Point localization data:
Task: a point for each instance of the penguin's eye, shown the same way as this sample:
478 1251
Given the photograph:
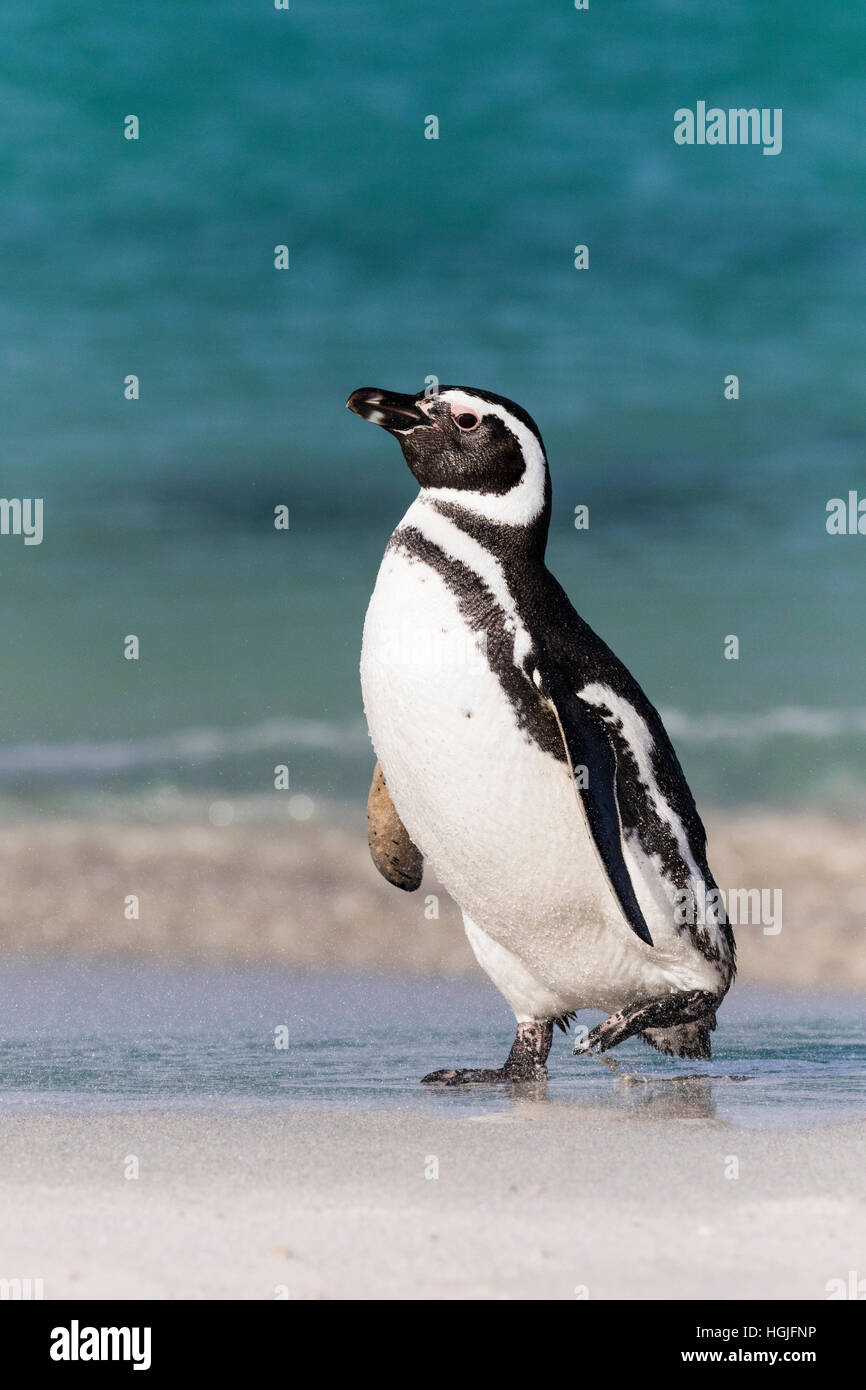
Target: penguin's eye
467 420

Your assignment =>
The records above must be returned exactly, with each picture omitted.

Solution to the problem =>
Task: a point for each instance of the penguin's eye, shown the same way as this sample:
478 1251
Given the photograph:
Target: penguin's eye
467 420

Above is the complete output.